SOURCE EXTRACT
===

Last Friday, I went to a concert honoring professor Coleman and his achievements. The production was spectacular. Not only was the world-class Contemporary Music Ensemble on board, but so were professors of dance Nusha Martynuk and Carter McAdams, the professional GroundWorks dance troupe, and many members of the theater’s technical staff. The applause afterward seemed endless, and there was a nearly instantaneous standing ovation.

And, in reflecting on the concert and my classes with Randy it dawned on me what he stood for: creativity. With so much of a conservatory education focusing on musicianship and technical skill, there is little creativity left in the curriculum, but professor Coleman was always there, pushing for more. In the program notes from last week’s concert were some of his thoughts on teaching composition:

[Excerpt]

  • Don’t get in the way. Facilitate, don’t impede.
  • Don’t control the student’s aesthetic choices. Assist in expanding their field of choices as much as possible, but their music is their responsibility and their fault.
  • While young, write profusely, early and often, and listen to everything. As you mature you will slow down and intake less.
  • Don’t fret about quality. Each composer will always do the best that they can. No one deliberately writes bad music.

Lastly, he writes that “at the outset, every musician is composer.” All of these words seem like simple advice, but they sometimes fall on deaf ears. Music pedagogy isn’t always as open and accepting as it should be, and many creative musicians and performers are turned away or turned off because of this. Randolph Coleman is a clear exception, and I am very glad to have studied with him.

More thoughts from his former students are collected at this blog.

Responses to this Entry

Oh man, great post. I took Craft of Composition with Professor Coleman last semester; it met every Tuesday and Thursday mornings and was about as jolting a wake-up as one could ask for. We, too, were probably more than a little terrified of him at first. This ebbed as the semester went on, and we spent our mornings performing original compositions, or works by Earl Brown or Stockhausen, banging on keyboards and pieces of toy percussion. He ended up as one of the faculty sponsors of my independent major, and that class will stand as one of the important events in my development as a composer and performer.

During "Bellagio," the first piece on the concert last Friday (also a premier; also my favorite work of the evening), I couldn't help but smile during the opening, with that monstrous, explosive opening chord followed by minutes of silence: what a wonderful, suitably Coleman gesture.

===

INFORMATION SUPPLIED
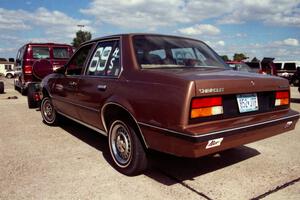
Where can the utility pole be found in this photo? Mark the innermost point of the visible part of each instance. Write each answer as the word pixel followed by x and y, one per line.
pixel 81 26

===

TASK TO CARRY OUT
In the post about the concert honoring professor Coleman, what did the writer realize he stood for? The data comes from a different source than the text.

SOLUTION TO THE EXERCISE
Creativity.